**EXTRAIT SOURCE:**

══════

Rousseau, jadis, imaginait le contrat entre le peuple et le chef : mais il s’est aperçu que ce mode de contrat suppose une hiérarchie déjà formée, ou une conquête ; cherchant le contrat véritablement originel, primitif, constitutif de l’ordre social, il a dû enfin le trouver dans un pacte qui unit les individus égaux en corps de nation du peuple au chef, il n’y a pas contrat, mais mandat. Faut-il appeler ce changement de vues contradiction  ? ou correction ? ou développement et précision ? C’est le passage d’une conception banale à une doctrine originale, et surtout d’un point de vue historique (conjectural) à un point de vue rationnel (idéaliste).

══════

**CONSIGNES:**
**1)** Reproduisez le passage de l'extrait sur le contrat chez Rousseau qui commence à « Rousseau, jadis, imaginait » et se termine à « vue rationnel (idéaliste). ».
**2)** Dans les enregistrements ci-dessous, relevez toutes les lignes qui contiennent la chaîne « field ».

**ENREGISTREMENTS FOURNIS:**

══════

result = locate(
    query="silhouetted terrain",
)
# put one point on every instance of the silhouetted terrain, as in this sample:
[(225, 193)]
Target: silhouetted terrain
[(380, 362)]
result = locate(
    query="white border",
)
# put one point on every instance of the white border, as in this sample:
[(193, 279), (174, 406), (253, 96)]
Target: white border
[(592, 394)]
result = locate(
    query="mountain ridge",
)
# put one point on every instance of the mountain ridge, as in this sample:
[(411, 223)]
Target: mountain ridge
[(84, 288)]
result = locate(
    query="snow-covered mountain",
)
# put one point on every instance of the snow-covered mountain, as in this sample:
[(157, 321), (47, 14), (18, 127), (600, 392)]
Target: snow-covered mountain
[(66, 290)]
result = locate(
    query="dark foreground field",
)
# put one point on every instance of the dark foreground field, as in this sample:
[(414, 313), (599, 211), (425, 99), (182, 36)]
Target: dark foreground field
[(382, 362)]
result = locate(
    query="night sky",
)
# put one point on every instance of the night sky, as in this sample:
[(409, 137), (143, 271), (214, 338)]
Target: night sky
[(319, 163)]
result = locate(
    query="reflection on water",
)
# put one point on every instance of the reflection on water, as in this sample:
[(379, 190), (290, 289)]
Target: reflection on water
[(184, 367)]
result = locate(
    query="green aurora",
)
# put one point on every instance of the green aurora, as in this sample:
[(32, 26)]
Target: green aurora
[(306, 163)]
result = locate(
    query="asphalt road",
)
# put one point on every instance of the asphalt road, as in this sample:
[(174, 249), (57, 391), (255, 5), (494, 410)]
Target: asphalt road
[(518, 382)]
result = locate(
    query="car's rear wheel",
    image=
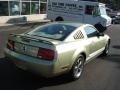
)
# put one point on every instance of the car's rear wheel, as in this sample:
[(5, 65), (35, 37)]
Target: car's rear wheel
[(77, 68)]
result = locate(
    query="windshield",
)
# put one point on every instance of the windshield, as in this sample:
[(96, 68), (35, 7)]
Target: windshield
[(103, 10), (53, 31)]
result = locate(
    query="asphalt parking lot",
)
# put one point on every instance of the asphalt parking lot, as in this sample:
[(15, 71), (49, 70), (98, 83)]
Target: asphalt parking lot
[(101, 73)]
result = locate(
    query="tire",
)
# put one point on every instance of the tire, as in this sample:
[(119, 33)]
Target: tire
[(100, 28), (106, 51), (77, 68)]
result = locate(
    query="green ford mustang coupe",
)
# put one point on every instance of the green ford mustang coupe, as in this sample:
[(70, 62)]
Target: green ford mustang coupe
[(56, 48)]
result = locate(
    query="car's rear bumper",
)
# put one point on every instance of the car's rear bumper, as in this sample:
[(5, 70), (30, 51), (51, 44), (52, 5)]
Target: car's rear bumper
[(44, 68)]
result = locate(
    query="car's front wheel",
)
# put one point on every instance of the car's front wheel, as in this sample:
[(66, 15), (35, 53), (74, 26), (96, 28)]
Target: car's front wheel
[(106, 50), (77, 68)]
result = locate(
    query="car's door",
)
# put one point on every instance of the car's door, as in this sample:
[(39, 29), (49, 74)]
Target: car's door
[(96, 42)]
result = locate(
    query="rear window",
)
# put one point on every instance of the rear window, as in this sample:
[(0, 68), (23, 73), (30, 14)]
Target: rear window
[(53, 31)]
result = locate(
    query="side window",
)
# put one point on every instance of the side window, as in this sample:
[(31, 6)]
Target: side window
[(89, 9), (78, 35), (90, 31)]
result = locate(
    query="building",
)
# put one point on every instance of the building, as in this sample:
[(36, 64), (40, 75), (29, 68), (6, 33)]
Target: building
[(18, 10)]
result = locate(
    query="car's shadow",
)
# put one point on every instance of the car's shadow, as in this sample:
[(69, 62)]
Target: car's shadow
[(114, 58), (12, 78)]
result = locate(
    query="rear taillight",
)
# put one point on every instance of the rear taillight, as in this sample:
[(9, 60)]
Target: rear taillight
[(46, 54), (10, 44)]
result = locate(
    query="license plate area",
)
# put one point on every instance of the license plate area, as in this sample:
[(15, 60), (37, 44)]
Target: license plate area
[(26, 49)]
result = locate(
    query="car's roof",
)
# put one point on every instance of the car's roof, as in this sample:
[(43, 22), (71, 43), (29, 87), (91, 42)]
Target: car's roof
[(75, 24)]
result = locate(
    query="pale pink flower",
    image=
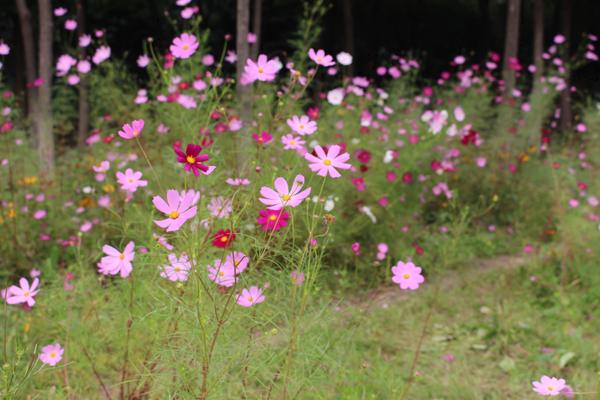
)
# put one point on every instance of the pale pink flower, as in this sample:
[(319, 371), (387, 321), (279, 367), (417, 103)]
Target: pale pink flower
[(116, 262), (320, 58), (130, 180), (302, 125), (326, 163), (282, 195), (262, 70), (407, 275), (250, 297), (184, 46), (51, 354), (291, 142), (179, 208), (549, 386), (24, 293), (177, 269), (132, 131)]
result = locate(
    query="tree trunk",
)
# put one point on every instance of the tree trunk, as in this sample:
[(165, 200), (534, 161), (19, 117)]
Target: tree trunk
[(566, 112), (244, 92), (44, 124), (257, 27), (538, 39), (349, 31), (511, 44), (84, 106), (30, 65)]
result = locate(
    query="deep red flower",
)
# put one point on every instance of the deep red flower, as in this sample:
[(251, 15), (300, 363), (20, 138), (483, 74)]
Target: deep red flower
[(272, 220), (223, 238), (192, 159)]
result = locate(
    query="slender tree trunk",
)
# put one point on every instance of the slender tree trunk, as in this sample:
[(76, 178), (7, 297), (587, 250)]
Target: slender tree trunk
[(244, 92), (44, 124), (257, 27), (566, 112), (28, 43), (511, 44), (84, 105), (349, 31), (538, 39)]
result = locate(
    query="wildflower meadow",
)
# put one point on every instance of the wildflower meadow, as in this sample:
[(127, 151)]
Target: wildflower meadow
[(274, 215)]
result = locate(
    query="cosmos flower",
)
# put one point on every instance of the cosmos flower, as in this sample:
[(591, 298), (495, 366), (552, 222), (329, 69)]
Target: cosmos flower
[(24, 293), (407, 275), (263, 69), (184, 46), (250, 297), (51, 354), (320, 58), (302, 125), (116, 262), (549, 386), (282, 195), (133, 130), (326, 163), (272, 220), (179, 208)]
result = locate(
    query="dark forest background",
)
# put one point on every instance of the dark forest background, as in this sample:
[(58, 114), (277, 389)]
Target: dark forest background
[(434, 31)]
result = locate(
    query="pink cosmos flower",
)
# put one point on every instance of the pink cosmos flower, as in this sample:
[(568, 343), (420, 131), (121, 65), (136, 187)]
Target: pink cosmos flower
[(179, 207), (177, 269), (291, 142), (282, 195), (132, 131), (302, 125), (326, 163), (51, 354), (272, 220), (320, 58), (548, 386), (407, 275), (263, 69), (184, 46), (130, 180), (116, 262), (24, 293), (250, 297)]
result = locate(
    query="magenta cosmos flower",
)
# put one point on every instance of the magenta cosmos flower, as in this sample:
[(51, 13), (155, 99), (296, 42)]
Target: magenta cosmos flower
[(272, 220), (51, 354), (407, 275), (320, 58), (116, 262), (184, 46), (24, 293), (179, 207), (250, 297), (326, 163), (193, 160), (130, 180), (263, 69), (302, 125), (133, 130), (282, 195), (549, 386), (177, 269)]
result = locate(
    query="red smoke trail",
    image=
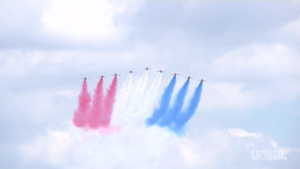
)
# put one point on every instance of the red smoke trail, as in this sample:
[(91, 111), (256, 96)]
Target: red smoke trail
[(96, 109), (108, 103), (81, 114)]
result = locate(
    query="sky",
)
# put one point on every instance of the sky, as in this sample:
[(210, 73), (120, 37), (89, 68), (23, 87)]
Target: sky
[(248, 51)]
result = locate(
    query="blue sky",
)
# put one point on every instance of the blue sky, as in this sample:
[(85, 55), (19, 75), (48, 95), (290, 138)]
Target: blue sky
[(247, 50)]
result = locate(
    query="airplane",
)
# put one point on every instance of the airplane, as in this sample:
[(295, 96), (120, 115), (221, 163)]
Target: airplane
[(175, 74), (116, 74), (189, 77)]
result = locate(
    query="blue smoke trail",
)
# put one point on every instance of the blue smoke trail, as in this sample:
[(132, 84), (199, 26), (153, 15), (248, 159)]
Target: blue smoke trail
[(164, 103), (184, 117), (178, 104)]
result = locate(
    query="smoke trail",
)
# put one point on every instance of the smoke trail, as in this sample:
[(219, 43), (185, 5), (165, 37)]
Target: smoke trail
[(81, 114), (178, 104), (148, 101), (137, 97), (96, 109), (184, 117), (121, 101), (164, 103), (108, 103)]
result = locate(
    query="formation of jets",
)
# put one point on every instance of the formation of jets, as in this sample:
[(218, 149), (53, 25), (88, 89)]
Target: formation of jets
[(147, 68)]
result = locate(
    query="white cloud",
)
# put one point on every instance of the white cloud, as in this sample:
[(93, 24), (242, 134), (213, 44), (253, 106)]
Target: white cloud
[(258, 61), (137, 146), (83, 18)]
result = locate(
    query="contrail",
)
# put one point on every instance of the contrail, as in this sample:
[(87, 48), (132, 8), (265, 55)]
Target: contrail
[(148, 101), (122, 100), (137, 96), (96, 109), (81, 114), (164, 103), (177, 106), (108, 103), (184, 117)]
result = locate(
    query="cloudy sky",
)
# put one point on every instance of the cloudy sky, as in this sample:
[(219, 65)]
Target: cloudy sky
[(247, 50)]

══════

**RÉPONSES:**
**1)**
Rousseau, jadis, imaginait le contrat entre le peuple et le chef : mais il s’est aperçu que ce mode de contrat suppose une hiérarchie déjà formée, ou une conquête ; cherchant le contrat véritablement originel, primitif, constitutif de l’ordre social, il a dû enfin le trouver dans un pacte qui unit les individus égaux en corps de nation du peuple au chef, il n’y a pas contrat, mais mandat. Faut-il appeler ce changement de vues contradiction  ? ou correction ? ou développement et précision ? C’est le passage d’une conception banale à une doctrine originale, et surtout d’un point de vue historique (conjectural) à un point de vue rationnel (idéaliste).

**2)**
    query="dark foreground field",
# put one point on every instance of the dark foreground field, as in this sample:
Target: dark foreground field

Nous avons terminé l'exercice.